*Requirement*.
Only an exact repetition of all the entries will be accepted.

Records from a data collection
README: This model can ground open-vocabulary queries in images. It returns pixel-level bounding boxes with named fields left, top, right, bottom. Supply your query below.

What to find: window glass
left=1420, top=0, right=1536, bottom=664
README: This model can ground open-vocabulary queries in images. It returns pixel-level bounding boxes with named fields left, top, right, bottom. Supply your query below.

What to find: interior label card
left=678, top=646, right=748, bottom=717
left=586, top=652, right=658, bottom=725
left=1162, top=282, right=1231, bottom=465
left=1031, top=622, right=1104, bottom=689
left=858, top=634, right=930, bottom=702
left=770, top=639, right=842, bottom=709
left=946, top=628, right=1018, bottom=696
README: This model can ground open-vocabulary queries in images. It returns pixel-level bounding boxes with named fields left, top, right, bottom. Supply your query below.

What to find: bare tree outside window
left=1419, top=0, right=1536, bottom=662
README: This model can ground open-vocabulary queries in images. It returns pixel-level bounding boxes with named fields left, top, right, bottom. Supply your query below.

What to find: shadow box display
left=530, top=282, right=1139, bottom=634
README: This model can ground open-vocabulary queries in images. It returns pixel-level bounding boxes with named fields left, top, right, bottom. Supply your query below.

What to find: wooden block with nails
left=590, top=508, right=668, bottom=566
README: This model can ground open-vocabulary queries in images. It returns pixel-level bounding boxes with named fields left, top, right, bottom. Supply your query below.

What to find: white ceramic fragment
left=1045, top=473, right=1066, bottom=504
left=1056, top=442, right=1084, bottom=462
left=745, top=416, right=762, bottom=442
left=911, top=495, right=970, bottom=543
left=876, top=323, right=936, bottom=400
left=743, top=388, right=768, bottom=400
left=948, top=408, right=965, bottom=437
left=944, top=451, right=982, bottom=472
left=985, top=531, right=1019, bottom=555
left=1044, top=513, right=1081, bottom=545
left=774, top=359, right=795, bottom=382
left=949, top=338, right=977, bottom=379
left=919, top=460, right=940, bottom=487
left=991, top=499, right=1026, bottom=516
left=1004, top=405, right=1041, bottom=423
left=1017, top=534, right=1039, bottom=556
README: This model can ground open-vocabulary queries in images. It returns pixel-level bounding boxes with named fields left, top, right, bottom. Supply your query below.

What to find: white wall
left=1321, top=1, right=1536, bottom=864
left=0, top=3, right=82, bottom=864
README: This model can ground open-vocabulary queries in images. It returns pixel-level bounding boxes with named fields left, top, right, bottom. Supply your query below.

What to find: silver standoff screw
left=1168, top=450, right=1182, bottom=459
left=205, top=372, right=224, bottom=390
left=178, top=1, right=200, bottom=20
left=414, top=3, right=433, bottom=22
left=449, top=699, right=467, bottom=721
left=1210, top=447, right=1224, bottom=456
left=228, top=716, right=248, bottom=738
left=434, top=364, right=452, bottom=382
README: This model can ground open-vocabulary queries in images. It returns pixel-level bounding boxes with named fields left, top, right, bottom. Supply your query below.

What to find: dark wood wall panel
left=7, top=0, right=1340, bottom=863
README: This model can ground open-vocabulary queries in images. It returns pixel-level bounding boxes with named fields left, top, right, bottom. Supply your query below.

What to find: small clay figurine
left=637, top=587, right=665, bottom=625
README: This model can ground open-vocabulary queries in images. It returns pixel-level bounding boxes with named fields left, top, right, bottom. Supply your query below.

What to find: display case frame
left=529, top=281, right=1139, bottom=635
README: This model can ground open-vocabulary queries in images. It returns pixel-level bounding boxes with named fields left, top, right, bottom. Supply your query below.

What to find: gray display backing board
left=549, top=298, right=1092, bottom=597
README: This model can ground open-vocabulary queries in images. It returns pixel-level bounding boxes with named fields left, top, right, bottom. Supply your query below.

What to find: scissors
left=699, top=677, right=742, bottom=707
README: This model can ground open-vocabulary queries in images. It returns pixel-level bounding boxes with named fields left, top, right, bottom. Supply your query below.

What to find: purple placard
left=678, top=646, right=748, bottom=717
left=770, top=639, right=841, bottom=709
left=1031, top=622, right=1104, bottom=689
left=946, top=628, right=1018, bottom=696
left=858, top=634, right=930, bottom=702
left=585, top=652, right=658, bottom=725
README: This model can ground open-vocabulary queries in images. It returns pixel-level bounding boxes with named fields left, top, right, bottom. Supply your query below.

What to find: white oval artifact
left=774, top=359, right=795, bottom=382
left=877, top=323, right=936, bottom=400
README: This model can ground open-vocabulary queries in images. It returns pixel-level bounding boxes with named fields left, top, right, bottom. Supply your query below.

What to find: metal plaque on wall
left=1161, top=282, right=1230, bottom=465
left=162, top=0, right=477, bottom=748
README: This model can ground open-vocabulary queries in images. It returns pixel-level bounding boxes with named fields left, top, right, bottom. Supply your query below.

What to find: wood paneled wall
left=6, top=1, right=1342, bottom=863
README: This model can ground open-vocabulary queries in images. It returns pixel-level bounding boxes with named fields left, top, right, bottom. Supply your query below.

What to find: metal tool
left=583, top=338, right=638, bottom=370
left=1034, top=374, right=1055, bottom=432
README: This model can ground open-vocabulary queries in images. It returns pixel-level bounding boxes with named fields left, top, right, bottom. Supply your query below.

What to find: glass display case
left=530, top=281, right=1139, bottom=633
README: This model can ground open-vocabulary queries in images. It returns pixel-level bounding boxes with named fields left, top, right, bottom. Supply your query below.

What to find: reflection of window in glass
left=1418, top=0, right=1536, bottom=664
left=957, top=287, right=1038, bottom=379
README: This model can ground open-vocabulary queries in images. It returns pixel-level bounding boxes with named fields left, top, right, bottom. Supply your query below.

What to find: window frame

*Task output*.
README: This model can ground open-vocabulary queries in images. It returns pixel-level bounding boxes with named fields left, top, right, bottom. Supply your query below.

What to find: window glass
left=1420, top=0, right=1536, bottom=664
README: This model can ground open-vocabulary queries in images. It returns pixel-level bounding boxes with named fields left, top, right, bottom. Supply your query below.

What to find: interior label card
left=678, top=646, right=748, bottom=717
left=586, top=652, right=658, bottom=725
left=1162, top=282, right=1231, bottom=465
left=1031, top=622, right=1104, bottom=689
left=858, top=634, right=930, bottom=702
left=770, top=639, right=842, bottom=709
left=946, top=628, right=1018, bottom=696
README: This model can ground open-vocabulary queries in images. It returns pixel-level bounding boxes with named fields left, top, right, bottom. Supply your query below.

What to find: bare tree outside window
left=1419, top=0, right=1536, bottom=662
README: This model can ground open-vocabulary queries in images. It returns pixel-level bounding boxes with named fields left, top, right, bottom. Supply your query below.

What to find: shadow box display
left=530, top=282, right=1139, bottom=634
README: This model can ground open-vocabulary queries in images. It returns pixel-level bounding boxes with named fields left, top, right, bottom. Supply your query below.

What to find: wooden block with nails
left=590, top=508, right=668, bottom=566
README: This model can ground open-vocabulary queries in images. It returns pixel-level bounding boxes with named fields left, top, right, bottom. Supply your query below.

What to find: white ceramic fragment
left=1045, top=473, right=1066, bottom=504
left=1056, top=442, right=1084, bottom=462
left=745, top=416, right=762, bottom=442
left=911, top=495, right=970, bottom=543
left=876, top=323, right=936, bottom=400
left=743, top=388, right=768, bottom=400
left=948, top=408, right=965, bottom=437
left=944, top=451, right=982, bottom=472
left=985, top=531, right=1019, bottom=555
left=1044, top=513, right=1081, bottom=545
left=774, top=359, right=795, bottom=382
left=949, top=338, right=977, bottom=379
left=919, top=460, right=940, bottom=487
left=991, top=499, right=1026, bottom=516
left=1004, top=405, right=1041, bottom=423
left=1017, top=534, right=1039, bottom=556
README: This model can ground open-vocabulary queries in images. It returns pixel-level bounding boxes with named fields left, top, right, bottom. Supply your query below.

What to find: white wall
left=1321, top=1, right=1536, bottom=864
left=0, top=3, right=82, bottom=864
README: This model can ground open-vocabulary queries in images. It returns pixel-level bounding boxes with named fields left, top, right, bottom. Supply your query below.

What to find: silver standoff screw
left=1168, top=450, right=1182, bottom=459
left=205, top=372, right=224, bottom=390
left=178, top=1, right=200, bottom=20
left=414, top=3, right=433, bottom=22
left=449, top=699, right=467, bottom=721
left=1210, top=447, right=1224, bottom=456
left=228, top=716, right=248, bottom=738
left=434, top=364, right=452, bottom=382
README: This model can ground open-vocabulary queries in images. It returns pixel-level bounding boxes with named fields left, top, right, bottom. Supply your query below.

What to find: dark wood wall panel
left=7, top=0, right=1340, bottom=863
README: This model can ground open-vocabulary queries in images. It returns pixel-level bounding boxes with named fields left, top, right, bottom. Supply your query below.

What to find: small clay figurine
left=637, top=587, right=665, bottom=625
README: This model can ground open-vocabulary queries in images. It returns pixel-level bounding boxes with named fields left, top, right, bottom. Supply your query below.

What to find: display case frame
left=529, top=281, right=1139, bottom=635
README: This model can ground open-vocabulary queries in images. It returns pixel-level bounding boxes with named fields left, top, right, bottom. Supply your query below.

What to find: gray display backing board
left=549, top=298, right=1092, bottom=597
README: This model can ground open-vocabulary queries in images. It returns pixel-level bounding boxes with named fields left, top, right, bottom. Supply your query below.

What to find: scissors
left=699, top=677, right=742, bottom=707
README: This model can ground open-vocabulary queries in images. It returns pixel-level bounding boxes with named fields left, top, right, bottom. Supply your query below.

What to find: purple placard
left=678, top=646, right=748, bottom=717
left=770, top=639, right=841, bottom=709
left=1031, top=622, right=1104, bottom=689
left=946, top=628, right=1018, bottom=696
left=858, top=634, right=930, bottom=702
left=585, top=652, right=658, bottom=725
README: This model can ground open-vocabulary queries in images. It returns pixel-level bounding boxes with named fields left, top, right, bottom. Supply your query below.

What to find: white oval artifact
left=774, top=359, right=795, bottom=382
left=877, top=323, right=936, bottom=400
README: This model can ground open-vocabulary queries in images. It returns pixel-level bounding boxes with named fields left, top, right, bottom. Supply your query below.

What to find: metal plaque on wall
left=1161, top=282, right=1230, bottom=465
left=162, top=0, right=477, bottom=748
README: This model can ground open-vocabulary queries in images. It returns pixel-level bounding boxes with named fields left, top, right, bottom. Supply your query below.

What to find: wood paneled wall
left=6, top=1, right=1342, bottom=863
README: This model can ground open-vocabulary queries in images. It returns pixel-level bounding boxes with named fields left, top, right, bottom. Supply your query below.

What to find: metal tool
left=583, top=338, right=638, bottom=370
left=1034, top=374, right=1055, bottom=432
README: This model can ground open-vocabulary queries in images. It returns pixel-level bounding boxes with named fields left, top, right, bottom. Supply your query below.

What to find: glass display case
left=530, top=281, right=1139, bottom=633
README: This model can ground open-vocabulary queries in images. It returns pixel-level bounding boxes with named fields left, top, right, bottom. Supply your query below.

What to find: reflection of window in glass
left=1418, top=0, right=1536, bottom=664
left=957, top=287, right=1038, bottom=379
README: This model can ground open-vocabulary queries in images. It returns pixel-level bounding boxes with named fields left, top, right, bottom. Supply your query below.

What to find: window frame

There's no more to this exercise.